* Begin WORKING DATA *

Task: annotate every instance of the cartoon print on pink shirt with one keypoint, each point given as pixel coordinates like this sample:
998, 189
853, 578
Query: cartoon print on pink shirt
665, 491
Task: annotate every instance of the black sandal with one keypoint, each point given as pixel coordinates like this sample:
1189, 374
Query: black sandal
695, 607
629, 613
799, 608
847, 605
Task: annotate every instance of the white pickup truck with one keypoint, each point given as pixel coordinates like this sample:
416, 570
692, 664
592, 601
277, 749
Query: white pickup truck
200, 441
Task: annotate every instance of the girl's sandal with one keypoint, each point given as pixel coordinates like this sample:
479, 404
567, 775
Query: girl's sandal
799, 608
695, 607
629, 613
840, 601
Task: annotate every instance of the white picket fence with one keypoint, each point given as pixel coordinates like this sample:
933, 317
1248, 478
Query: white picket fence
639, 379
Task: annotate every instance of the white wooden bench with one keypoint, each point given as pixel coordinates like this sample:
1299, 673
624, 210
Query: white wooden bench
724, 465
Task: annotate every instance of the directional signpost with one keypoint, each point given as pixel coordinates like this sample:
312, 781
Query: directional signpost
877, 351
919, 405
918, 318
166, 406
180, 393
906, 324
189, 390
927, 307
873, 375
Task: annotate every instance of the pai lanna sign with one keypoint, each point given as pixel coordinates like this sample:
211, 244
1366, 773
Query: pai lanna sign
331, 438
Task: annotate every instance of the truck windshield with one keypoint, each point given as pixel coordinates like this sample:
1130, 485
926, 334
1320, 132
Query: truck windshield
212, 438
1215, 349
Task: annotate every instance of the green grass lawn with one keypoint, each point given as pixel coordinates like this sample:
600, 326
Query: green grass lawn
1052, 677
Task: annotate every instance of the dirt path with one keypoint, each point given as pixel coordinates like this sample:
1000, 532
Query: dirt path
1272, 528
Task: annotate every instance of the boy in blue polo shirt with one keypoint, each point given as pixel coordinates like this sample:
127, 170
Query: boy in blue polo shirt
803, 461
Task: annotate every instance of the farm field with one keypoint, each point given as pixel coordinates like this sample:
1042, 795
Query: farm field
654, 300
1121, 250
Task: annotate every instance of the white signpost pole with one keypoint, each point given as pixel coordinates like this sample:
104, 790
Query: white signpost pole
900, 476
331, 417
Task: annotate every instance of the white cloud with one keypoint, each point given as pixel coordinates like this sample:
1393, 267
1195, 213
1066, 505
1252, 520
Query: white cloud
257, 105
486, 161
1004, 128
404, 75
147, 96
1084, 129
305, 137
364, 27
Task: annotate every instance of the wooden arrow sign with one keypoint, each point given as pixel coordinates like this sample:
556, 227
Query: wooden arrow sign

* End WORKING DATA *

Reproduce the items above without any change, from the line containing "Task: annotate every instance of the farm" through the last line of the items, inclusive.

Task: annotate every instance of the farm field with one keypoint, each point given as pixel coordinates like this sample:
1042, 795
Query: farm field
654, 300
1121, 250
Task: annotate every instance of the white signpost pole with one keypoint, each point given as pixel coordinates like this sample:
104, 790
Query: white signpost pole
900, 476
331, 417
Task: annotate every instance of the white cloud with one keypoint, each point given as pixel coordinates like this sample:
1393, 267
1195, 213
1066, 505
1252, 520
Query: white cloud
257, 105
486, 161
1004, 128
404, 75
147, 96
1084, 129
305, 137
364, 27
Task: annotate every instance of the wooden arrow sign with one keypoint, each point given as pixel coordinates like this sample:
556, 227
Query: wooden arrow sign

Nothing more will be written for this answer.